■ **What to produce**:
Can you transcribe, character for character, the lines from the start of the stored data through the line containing "box: [718, 208, 741, 347]", both ends included, leaving out any pictures?

[Stored data]
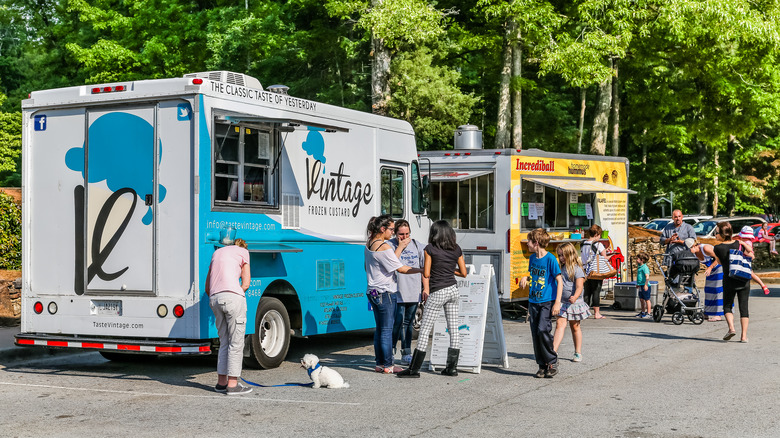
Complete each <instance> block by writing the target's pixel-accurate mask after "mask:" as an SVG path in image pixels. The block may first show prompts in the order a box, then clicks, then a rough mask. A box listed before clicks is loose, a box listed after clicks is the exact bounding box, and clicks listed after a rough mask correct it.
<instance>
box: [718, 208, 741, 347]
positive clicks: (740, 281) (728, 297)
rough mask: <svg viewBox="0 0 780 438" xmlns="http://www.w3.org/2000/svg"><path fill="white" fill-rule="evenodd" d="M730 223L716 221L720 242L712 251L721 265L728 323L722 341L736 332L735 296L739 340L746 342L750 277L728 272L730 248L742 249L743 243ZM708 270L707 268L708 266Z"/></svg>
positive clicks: (726, 340) (728, 270)
mask: <svg viewBox="0 0 780 438" xmlns="http://www.w3.org/2000/svg"><path fill="white" fill-rule="evenodd" d="M733 233H734V232H733V230H732V229H731V224H730V223H728V222H727V221H723V222H718V225H717V231H716V235H715V236H716V237H717V239H718V240H719V241H721V243H720V244H718V245H715V247H714V248H713V252H714V253H715V260H717V262H718V263H719V264H720V265H721V266H723V313H724V314H725V316H726V322H727V323H728V325H729V331H728V332H726V335H724V336H723V340H724V341H728V340H729V339H731V338H733V337H734V336H735V335H736V334H737V332H736V330H734V311H733V307H734V298H737V303H738V305H739V322H740V326H741V327H742V335H741V336H740V341H741V342H747V341H748V338H747V328H748V323H749V317H750V315H749V313H748V297H749V296H750V279H747V280H743V279H741V278H735V277H732V276H730V275H729V274H728V272H729V260H730V257H729V255H730V251H731V250H743V248H745V247H744V244H743V243H742V242H739V241H737V240H735V239H734V234H733ZM708 270H709V268H708Z"/></svg>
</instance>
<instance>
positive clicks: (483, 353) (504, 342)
mask: <svg viewBox="0 0 780 438" xmlns="http://www.w3.org/2000/svg"><path fill="white" fill-rule="evenodd" d="M468 270H469V275H468V276H466V278H458V293H459V296H460V309H459V310H460V312H459V314H458V333H459V337H460V357H459V359H458V371H467V372H472V373H479V372H480V371H481V369H482V364H483V363H489V364H498V365H500V366H502V367H504V368H509V356H508V355H507V351H506V340H505V339H504V325H503V321H502V319H501V308H500V306H499V303H498V288H497V287H496V274H495V271H494V270H493V265H489V264H485V265H482V267H481V269H480V271H479V274H476V273H475V271H474V266H473V265H468ZM449 346H450V335H449V332H448V331H447V320H446V318H445V317H444V310H443V309H442V310H440V311H439V317H438V318H437V319H436V322H435V323H434V325H433V342H432V343H431V361H430V369H431V370H432V371H436V370H437V369H443V368H444V367H445V366H446V365H447V349H448V348H449Z"/></svg>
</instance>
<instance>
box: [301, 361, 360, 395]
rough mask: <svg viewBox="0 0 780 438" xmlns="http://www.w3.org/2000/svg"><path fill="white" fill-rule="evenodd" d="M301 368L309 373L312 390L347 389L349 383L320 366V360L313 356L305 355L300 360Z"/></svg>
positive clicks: (331, 368) (341, 377) (335, 371)
mask: <svg viewBox="0 0 780 438" xmlns="http://www.w3.org/2000/svg"><path fill="white" fill-rule="evenodd" d="M301 368H306V371H308V372H309V377H311V380H312V382H314V386H312V388H319V387H325V388H349V383H347V382H345V381H344V378H343V377H341V374H339V373H338V371H336V370H334V369H332V368H328V367H326V366H322V365H320V359H319V358H318V357H317V356H315V355H313V354H305V355H303V357H302V358H301Z"/></svg>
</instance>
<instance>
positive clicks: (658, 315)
mask: <svg viewBox="0 0 780 438" xmlns="http://www.w3.org/2000/svg"><path fill="white" fill-rule="evenodd" d="M663 317H664V306H662V305H660V304H656V305H655V306H653V321H655V322H661V318H663Z"/></svg>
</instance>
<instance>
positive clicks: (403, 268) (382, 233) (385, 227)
mask: <svg viewBox="0 0 780 438" xmlns="http://www.w3.org/2000/svg"><path fill="white" fill-rule="evenodd" d="M394 224H395V222H394V221H393V218H392V217H390V215H389V214H384V215H382V216H377V217H372V218H371V219H370V220H369V221H368V226H367V228H366V234H367V235H368V240H367V241H366V247H365V249H364V251H363V252H364V254H365V257H366V262H365V268H366V276H367V279H368V290H367V291H366V296H367V297H368V301H369V302H370V303H371V308H372V309H373V311H374V321H375V322H376V329H375V330H374V356H375V358H376V367H375V368H374V370H375V371H376V372H378V373H385V374H392V373H397V372H399V371H401V368H400V367H396V366H393V344H392V341H393V322H394V321H395V306H396V299H397V296H396V292H398V283H397V282H396V277H395V274H396V272H397V273H400V274H419V273H421V272H422V269H420V268H411V267H409V266H405V265H404V264H403V263H401V261H400V260H398V257H396V255H395V252H393V247H392V246H391V245H390V244H389V243H388V242H387V240H389V239H390V238H392V237H393V231H395V226H394Z"/></svg>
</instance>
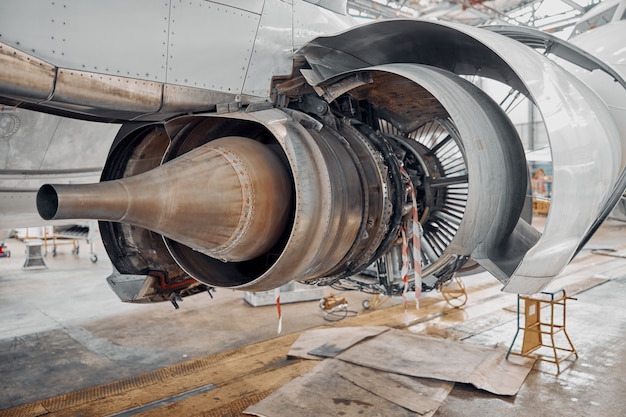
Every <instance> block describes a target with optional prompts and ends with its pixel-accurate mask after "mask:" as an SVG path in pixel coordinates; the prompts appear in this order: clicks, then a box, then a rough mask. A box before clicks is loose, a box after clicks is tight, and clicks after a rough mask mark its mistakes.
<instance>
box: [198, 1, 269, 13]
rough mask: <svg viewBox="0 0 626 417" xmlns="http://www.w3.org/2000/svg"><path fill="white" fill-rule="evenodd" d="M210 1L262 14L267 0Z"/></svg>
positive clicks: (251, 11)
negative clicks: (263, 5)
mask: <svg viewBox="0 0 626 417" xmlns="http://www.w3.org/2000/svg"><path fill="white" fill-rule="evenodd" d="M207 2H208V3H219V4H221V5H223V6H229V7H234V8H236V9H241V10H246V11H248V12H252V13H256V14H261V12H262V11H263V4H264V3H265V0H212V1H207Z"/></svg>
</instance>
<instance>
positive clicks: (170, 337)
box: [0, 222, 626, 417]
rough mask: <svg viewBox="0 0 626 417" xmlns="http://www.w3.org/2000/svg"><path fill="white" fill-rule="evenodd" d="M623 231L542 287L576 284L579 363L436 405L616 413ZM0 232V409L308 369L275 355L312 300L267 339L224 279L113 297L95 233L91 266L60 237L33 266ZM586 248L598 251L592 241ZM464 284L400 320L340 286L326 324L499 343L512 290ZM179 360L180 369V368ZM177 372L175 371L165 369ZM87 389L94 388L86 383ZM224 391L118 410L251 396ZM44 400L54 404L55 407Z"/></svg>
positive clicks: (241, 383)
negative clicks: (152, 404)
mask: <svg viewBox="0 0 626 417" xmlns="http://www.w3.org/2000/svg"><path fill="white" fill-rule="evenodd" d="M624 232H626V225H624V224H623V223H617V222H609V223H607V224H606V225H604V226H603V227H602V228H601V230H600V231H599V233H598V234H597V236H596V237H594V238H593V239H592V240H591V242H590V243H589V244H588V245H587V247H586V248H585V250H584V252H583V253H581V255H580V256H579V257H578V258H577V259H576V260H575V261H574V262H573V263H572V264H571V265H570V266H568V268H567V269H566V272H565V277H564V278H563V279H560V280H559V282H557V283H555V284H554V285H553V289H556V288H557V287H559V288H560V287H564V288H566V289H567V291H568V294H576V295H575V296H576V298H577V301H572V302H571V303H570V304H568V312H567V316H568V317H567V319H568V321H567V327H568V333H569V335H570V337H571V338H572V341H573V343H574V346H575V347H576V349H577V350H578V352H579V359H578V360H576V361H573V362H570V361H568V362H567V363H566V364H564V365H563V366H564V368H565V369H564V370H563V371H562V372H561V374H559V375H556V369H555V366H554V365H553V364H549V363H537V364H536V365H535V367H534V369H533V371H532V372H531V373H530V375H529V377H528V378H527V380H526V382H525V384H524V385H523V386H522V389H521V391H520V392H519V394H518V395H517V396H515V397H498V396H494V395H492V394H488V393H486V392H484V391H480V390H477V389H475V388H473V387H471V386H469V385H463V384H456V385H455V388H454V389H453V391H452V392H451V394H450V395H449V396H448V397H447V399H446V400H445V402H444V403H443V406H442V407H441V408H439V410H438V411H437V413H436V414H435V415H437V416H439V415H440V416H453V417H454V416H475V415H484V416H502V415H507V416H528V415H541V414H545V415H552V416H573V415H604V416H620V415H624V413H626V398H625V397H624V396H623V391H624V389H625V388H626V362H624V361H623V360H621V358H623V357H626V341H625V339H624V334H625V331H626V308H624V306H623V301H622V300H623V294H625V293H626V261H625V259H624V258H625V257H626V238H624ZM6 243H7V246H8V248H9V249H10V251H11V253H12V255H13V256H12V257H10V258H0V317H2V319H1V320H0V374H1V375H2V380H1V381H0V388H1V389H0V416H22V415H24V416H25V415H29V416H36V415H44V414H45V415H59V416H61V415H82V416H92V415H93V416H95V415H113V414H116V413H118V412H120V411H123V410H126V409H130V408H132V407H135V406H137V405H140V404H143V403H146V402H149V401H153V400H152V399H140V395H139V394H140V393H142V392H147V391H150V392H151V396H149V398H157V399H159V398H166V397H168V398H172V396H173V395H174V392H175V391H176V390H175V389H174V388H168V387H171V386H172V385H174V386H176V385H177V386H179V389H180V390H183V391H184V390H185V389H188V388H185V387H193V386H201V385H206V384H213V383H215V385H217V386H219V387H220V389H222V388H223V387H226V386H228V387H230V395H231V396H232V398H234V399H242V398H248V399H249V401H252V400H254V399H256V400H257V401H258V400H259V399H260V398H262V397H263V396H266V395H268V394H269V392H271V391H272V390H273V389H276V388H277V386H273V385H272V384H277V383H278V381H283V382H282V383H285V382H286V381H285V378H286V380H289V379H290V378H293V377H295V376H296V375H297V374H298V373H302V372H305V371H306V370H308V368H307V366H308V365H304V364H301V363H294V362H289V361H284V360H282V361H279V362H280V363H279V362H276V358H277V357H278V358H283V357H285V355H286V352H287V350H288V347H289V345H290V344H291V343H293V341H294V340H295V334H296V333H298V332H300V331H302V330H304V329H309V328H313V327H317V326H321V325H326V324H328V322H327V321H325V320H324V315H323V312H322V311H321V310H320V309H319V307H318V302H317V301H312V302H303V303H297V304H288V305H284V306H283V332H282V334H283V336H281V337H277V336H276V329H277V322H276V309H275V307H274V306H267V307H251V306H250V305H248V304H247V303H246V302H245V301H244V300H243V297H242V294H241V293H238V292H233V291H229V290H223V289H221V290H220V289H218V291H217V292H216V294H215V298H214V299H210V298H209V297H208V296H202V295H199V296H195V297H191V298H189V299H186V300H185V301H184V302H182V303H181V308H180V309H179V310H174V309H173V307H172V306H171V305H169V304H161V305H128V304H122V303H121V302H119V301H118V299H117V298H116V296H115V295H114V294H113V293H112V292H111V291H110V290H109V288H108V287H107V284H106V282H105V280H104V278H105V277H106V276H107V275H108V274H109V272H110V264H109V262H108V260H107V259H106V256H105V254H104V250H103V249H102V246H101V244H100V242H97V243H96V245H95V250H96V252H97V253H98V254H99V255H100V256H99V258H100V260H99V261H98V262H97V263H96V264H93V263H91V262H90V260H89V253H88V251H87V250H85V249H83V250H82V252H81V253H80V254H79V255H73V254H71V253H70V250H69V249H65V248H62V247H61V248H59V250H58V251H57V255H56V256H55V257H51V256H48V257H47V263H48V269H45V270H32V271H24V270H22V268H21V267H22V265H23V263H24V244H23V243H22V242H20V241H17V240H14V239H11V240H8V241H7V242H6ZM598 248H602V249H608V250H610V251H603V252H601V253H598V252H592V251H591V249H598ZM464 282H465V285H466V286H467V289H468V292H469V302H468V304H467V305H466V306H464V307H463V308H462V309H454V308H452V307H450V306H449V305H447V304H446V303H445V302H444V301H443V299H442V297H441V295H440V294H439V293H429V294H425V295H424V298H423V302H422V308H421V309H420V310H419V311H417V312H415V311H414V312H411V322H410V324H409V326H404V325H403V322H404V310H403V308H402V306H401V305H400V304H401V300H391V301H390V302H389V303H387V304H385V306H384V308H380V309H376V310H374V311H361V308H360V306H361V301H362V300H364V299H366V298H368V296H367V295H364V294H358V293H344V294H342V295H344V296H346V298H347V299H348V302H349V306H350V307H349V308H350V309H351V310H358V313H359V315H358V316H357V317H354V318H348V319H345V320H342V321H340V322H337V323H334V324H333V325H337V326H344V325H351V326H358V325H367V324H378V325H380V324H386V325H389V326H392V327H401V328H402V327H404V328H407V329H408V330H409V331H412V332H418V333H420V332H421V333H427V334H435V335H439V336H444V337H448V338H453V339H464V340H466V341H468V342H471V343H479V344H494V343H499V344H503V345H505V346H508V345H509V344H510V343H511V341H512V339H513V336H514V334H515V331H516V328H517V323H516V310H515V305H516V297H515V296H514V295H511V294H503V293H500V292H499V288H500V286H499V285H498V283H497V282H496V281H495V279H493V278H491V277H489V276H486V274H479V275H476V276H474V277H467V278H465V279H464ZM442 354H445V352H442ZM255 355H256V356H255ZM181 366H182V367H185V368H187V369H190V370H191V371H188V372H182V371H181V369H182V368H181ZM164 370H165V371H164ZM270 371H272V372H275V373H277V374H280V373H281V372H283V373H284V374H285V375H283V376H281V377H280V378H278V377H276V378H274V379H276V381H274V380H273V379H272V378H269V377H268V376H267V372H270ZM155 375H156V376H155ZM177 377H180V378H182V379H180V380H176V379H172V378H177ZM146 378H148V379H149V378H157V379H159V378H160V379H159V381H157V383H159V384H161V385H157V387H158V388H157V389H156V391H157V392H156V393H155V389H154V387H155V385H154V384H155V382H154V381H152V382H150V383H143V382H142V381H144V380H145V379H146ZM185 378H186V379H185ZM189 378H193V381H191V382H190V380H189ZM281 378H282V379H281ZM120 380H121V381H122V382H120V383H119V384H117V385H116V382H115V381H120ZM242 380H245V381H246V383H245V384H243V385H242V382H241V381H242ZM217 381H219V382H220V384H217ZM254 381H257V382H256V384H257V385H255V382H254ZM259 381H262V382H259ZM142 384H143V385H142ZM146 384H147V385H146ZM150 384H152V385H150ZM98 386H99V387H101V388H102V387H104V388H102V389H100V390H96V391H90V390H91V389H92V388H93V387H98ZM115 387H117V388H115ZM120 387H122V388H120ZM170 389H174V391H171V392H170V391H169V390H170ZM107 390H109V391H107ZM94 392H96V393H95V394H94ZM102 392H105V394H106V393H107V392H109V394H106V395H104V397H107V395H108V396H109V397H110V398H103V394H102ZM181 392H182V391H181ZM68 393H75V394H68ZM89 393H91V394H89ZM66 394H67V395H66ZM79 397H80V398H79ZM87 397H89V398H87ZM218 397H221V399H220V398H218ZM226 397H228V395H226V393H225V392H223V391H219V394H218V391H212V392H209V393H197V394H196V395H194V396H193V397H192V398H187V399H184V400H183V399H181V400H180V401H173V402H172V401H170V402H164V403H163V404H162V406H161V407H156V408H152V409H151V410H147V409H145V410H144V409H137V410H136V412H129V413H126V414H123V415H145V416H148V415H150V416H156V415H240V412H241V410H243V409H244V408H245V407H246V406H247V405H250V404H248V403H247V402H246V401H239V402H237V401H235V400H232V401H231V402H228V401H227V400H226ZM49 398H52V400H46V399H49ZM46 401H47V402H46ZM90 401H93V404H91V405H89V404H88V403H89V402H90ZM98 401H100V402H98ZM63 402H65V405H64V406H58V403H63ZM52 403H56V404H57V406H56V408H55V409H54V410H53V409H52V407H50V406H49V405H50V404H52ZM105 403H106V404H105ZM112 404H113V405H112ZM46 407H47V408H46ZM63 407H66V408H63ZM98 407H100V408H98ZM115 407H117V408H115ZM211 410H213V411H211ZM120 415H121V414H120Z"/></svg>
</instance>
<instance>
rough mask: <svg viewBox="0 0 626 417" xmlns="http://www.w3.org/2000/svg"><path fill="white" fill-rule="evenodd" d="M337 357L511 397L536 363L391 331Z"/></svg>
mask: <svg viewBox="0 0 626 417" xmlns="http://www.w3.org/2000/svg"><path fill="white" fill-rule="evenodd" d="M337 358H338V359H341V360H343V361H347V362H350V363H354V364H357V365H362V366H366V367H369V368H372V369H378V370H381V371H385V372H393V373H397V374H402V375H408V376H414V377H424V378H435V379H440V380H443V381H456V382H463V383H469V384H472V385H474V386H475V387H477V388H479V389H483V390H485V391H489V392H492V393H494V394H498V395H515V394H516V393H517V392H518V391H519V389H520V387H521V386H522V384H523V383H524V380H525V379H526V377H527V376H528V373H529V372H530V370H531V369H532V366H533V364H534V362H535V361H534V359H530V358H524V357H520V356H510V357H509V360H506V350H505V349H503V348H502V349H501V348H495V347H487V346H480V345H474V344H472V343H467V342H459V341H454V340H448V339H440V338H434V337H429V336H422V335H417V334H413V333H410V332H406V331H400V330H395V329H391V330H389V331H387V332H384V333H382V334H380V335H378V336H376V337H374V338H371V339H368V340H364V341H362V342H361V343H359V344H357V345H354V346H352V347H351V348H350V349H348V350H346V351H345V352H343V353H341V354H340V355H338V356H337Z"/></svg>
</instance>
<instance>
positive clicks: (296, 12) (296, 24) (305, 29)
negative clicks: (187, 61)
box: [293, 1, 356, 48]
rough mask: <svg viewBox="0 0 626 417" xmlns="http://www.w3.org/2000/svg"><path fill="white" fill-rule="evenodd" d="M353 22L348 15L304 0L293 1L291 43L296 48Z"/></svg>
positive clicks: (351, 24) (333, 31) (343, 28)
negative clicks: (298, 0)
mask: <svg viewBox="0 0 626 417" xmlns="http://www.w3.org/2000/svg"><path fill="white" fill-rule="evenodd" d="M355 24H356V22H355V21H354V19H352V18H351V17H350V16H347V15H341V14H338V13H334V12H332V11H330V10H328V9H324V8H320V7H318V6H315V5H313V4H311V3H308V2H305V1H294V4H293V45H294V47H295V48H298V47H300V46H301V45H303V44H304V43H305V42H308V41H309V40H311V39H313V38H314V37H316V36H320V35H323V34H326V33H334V32H337V31H339V30H342V29H347V28H349V27H351V26H354V25H355Z"/></svg>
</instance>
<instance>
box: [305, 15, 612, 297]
mask: <svg viewBox="0 0 626 417" xmlns="http://www.w3.org/2000/svg"><path fill="white" fill-rule="evenodd" d="M427 34H431V36H428V37H427V38H422V37H421V36H427ZM399 39H403V40H404V42H403V43H400V42H399ZM336 51H340V52H341V53H342V54H343V55H344V56H346V55H349V56H351V57H352V62H356V61H355V60H360V61H362V62H365V63H369V64H370V65H371V64H382V63H386V62H419V63H424V64H429V65H434V66H440V67H443V68H445V69H449V70H451V71H454V72H456V73H461V74H469V75H472V74H479V75H483V76H486V77H489V78H495V79H498V80H500V81H503V82H505V83H508V84H509V85H512V86H513V87H515V88H516V89H518V90H520V91H522V92H525V93H527V94H529V96H530V97H531V98H532V99H533V101H534V102H535V103H536V105H537V107H538V108H539V110H540V112H541V114H542V116H543V119H544V122H545V124H546V127H547V130H548V133H549V140H550V145H551V149H552V154H553V162H554V176H553V184H554V185H553V200H552V205H551V211H550V214H549V218H548V221H547V223H546V226H545V229H544V231H543V235H542V237H541V238H540V240H539V241H538V242H537V244H536V245H535V246H534V247H533V248H532V249H531V250H530V251H529V252H528V253H527V254H526V256H525V257H524V260H523V261H522V263H521V264H520V266H519V267H518V268H517V270H516V271H515V273H514V274H513V275H512V277H511V279H510V281H509V282H508V285H507V286H506V287H505V290H506V291H510V292H518V293H524V294H532V293H536V292H538V291H540V290H541V289H542V288H543V287H544V286H545V285H547V283H548V282H549V281H550V280H551V279H552V278H553V277H554V276H556V275H557V274H558V273H559V272H560V271H561V270H562V269H563V268H564V267H565V265H566V264H567V263H568V262H569V261H570V259H571V257H572V256H573V254H574V252H575V250H576V248H577V246H578V242H579V241H580V239H581V238H582V236H583V235H584V234H585V232H586V231H587V230H588V228H589V227H590V225H591V224H592V223H593V222H594V220H595V219H596V217H597V215H598V212H599V210H600V208H601V206H602V204H603V202H604V201H605V200H606V198H607V196H608V193H609V191H610V190H611V188H612V187H613V185H614V184H615V181H616V179H617V176H618V174H619V168H620V166H621V164H622V161H621V158H620V155H621V149H622V148H621V141H620V137H619V134H618V131H617V128H616V126H615V122H614V121H613V118H612V117H611V114H610V112H609V111H608V109H607V107H606V105H605V104H604V103H603V102H602V100H601V99H600V98H599V97H598V95H597V94H596V93H595V92H593V91H592V90H591V89H590V88H589V87H587V86H586V85H585V84H584V83H582V82H581V81H579V80H577V79H576V78H575V77H573V76H572V75H571V74H569V73H568V72H567V71H565V70H563V69H562V68H560V67H559V66H558V65H556V64H555V63H553V62H552V61H550V60H549V59H548V58H546V57H543V56H542V55H540V54H538V53H537V52H535V51H534V50H532V49H530V48H528V47H526V46H524V45H522V44H520V43H518V42H515V41H513V40H511V39H508V38H505V37H503V36H500V35H498V34H495V33H491V32H488V31H484V30H481V29H477V28H472V27H467V26H463V25H456V24H451V23H441V22H426V21H408V20H394V21H384V22H380V23H374V24H370V25H365V26H360V27H358V28H356V29H354V30H350V31H347V32H344V33H343V34H340V35H337V36H332V37H322V38H318V39H316V40H314V41H312V42H311V44H310V45H306V46H305V47H304V48H302V50H301V51H299V53H301V54H303V55H305V56H306V57H307V59H309V56H308V55H307V54H308V53H309V52H310V53H311V60H309V62H312V61H313V63H314V64H316V66H315V65H314V70H316V71H317V74H316V75H317V77H319V78H321V77H324V76H325V77H328V76H330V75H331V73H332V71H333V69H334V68H340V70H341V69H343V67H344V66H345V61H343V60H341V57H342V54H340V53H337V52H336ZM338 57H339V59H338ZM335 61H336V65H335ZM329 71H331V73H329ZM487 269H488V268H487ZM496 272H497V271H496ZM496 275H497V274H496Z"/></svg>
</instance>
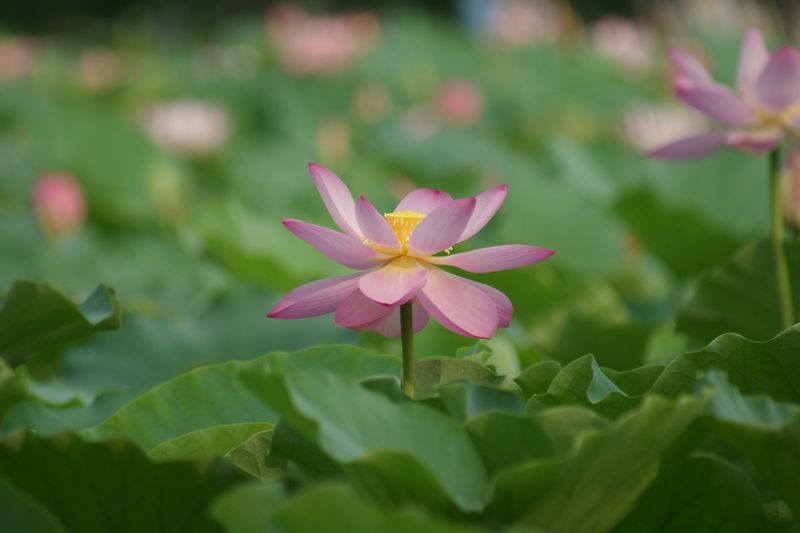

■ **Output**:
Complete each <instance> block by writing the target's pixel-accurate mask after "mask:" as an SVG path in image pixels. The block may first show prompts in the order a box, then clicks, then a rough mask. A box listed before clicks is loose, a box listed after clicks is the exact bounding box, and clicks listed after a rough mask correct it.
<instance>
box: [718, 208, 741, 347]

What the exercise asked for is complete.